## WHAT THE EXERCISE ASKS:
An exact transcription of all the data is required; the pictures are to be left out.

DATA UNDER STUDY section start

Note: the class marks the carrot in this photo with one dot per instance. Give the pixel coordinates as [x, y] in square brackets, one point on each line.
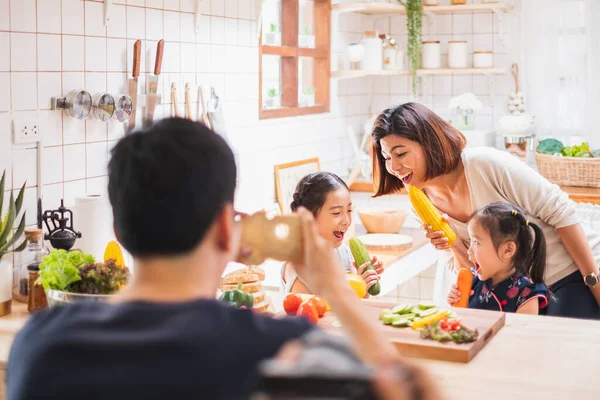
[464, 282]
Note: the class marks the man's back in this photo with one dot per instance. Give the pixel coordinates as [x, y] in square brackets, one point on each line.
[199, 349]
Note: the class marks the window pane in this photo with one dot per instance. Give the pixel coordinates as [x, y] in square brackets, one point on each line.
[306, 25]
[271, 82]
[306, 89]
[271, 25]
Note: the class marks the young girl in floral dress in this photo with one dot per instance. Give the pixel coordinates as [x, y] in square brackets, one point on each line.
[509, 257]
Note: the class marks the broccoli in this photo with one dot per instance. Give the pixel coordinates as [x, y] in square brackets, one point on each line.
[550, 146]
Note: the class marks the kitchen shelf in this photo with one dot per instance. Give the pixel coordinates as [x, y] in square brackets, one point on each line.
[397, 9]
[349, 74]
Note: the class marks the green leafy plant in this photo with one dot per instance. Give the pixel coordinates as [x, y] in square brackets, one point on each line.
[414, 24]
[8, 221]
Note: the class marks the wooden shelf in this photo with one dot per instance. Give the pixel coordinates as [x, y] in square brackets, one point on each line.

DATA UNDER STUDY section end

## FINISHED TASK:
Note: the class marks the carrot in this photo with one dot per instance. Give the pixel coordinates as [x, y] in square brackets, one point on each line.
[464, 282]
Note: the class marks the man's back in this photo with one dot per instance. Give the pixel coordinates as [x, y] in square brackets, one point on each line.
[199, 349]
Note: the class marks the window pane in this photo with one dot per instance. Give the pixel coordinates as [x, y] in square brackets, one point on each line.
[306, 25]
[271, 82]
[306, 89]
[271, 25]
Note: the class marks the young girl in floral dress in this photo with one dot per instance. Give the pixel coordinates as [x, y] in square brackets, one point on each line.
[509, 257]
Note: the class marks the broccoli in this photo with one dot per instance. Give the pixel coordinates as [x, y] in square brackets, one point on each line.
[550, 146]
Note: the class marks the kitchen shelf in this photo with one dot per instance. Give the pixel coordinates as [x, y] in square brackets, one point on each line.
[397, 9]
[349, 74]
Note: the class marks the green leafy plant in this photo with one dot per instance. Give the pixel coordinates as [x, y] in square brackets, one point on each line.
[414, 24]
[8, 221]
Note: the class marks the wooden shelf in this photo with one dot per instance. Give the pixel coordinates as [x, y] in square brackets, one point on each line.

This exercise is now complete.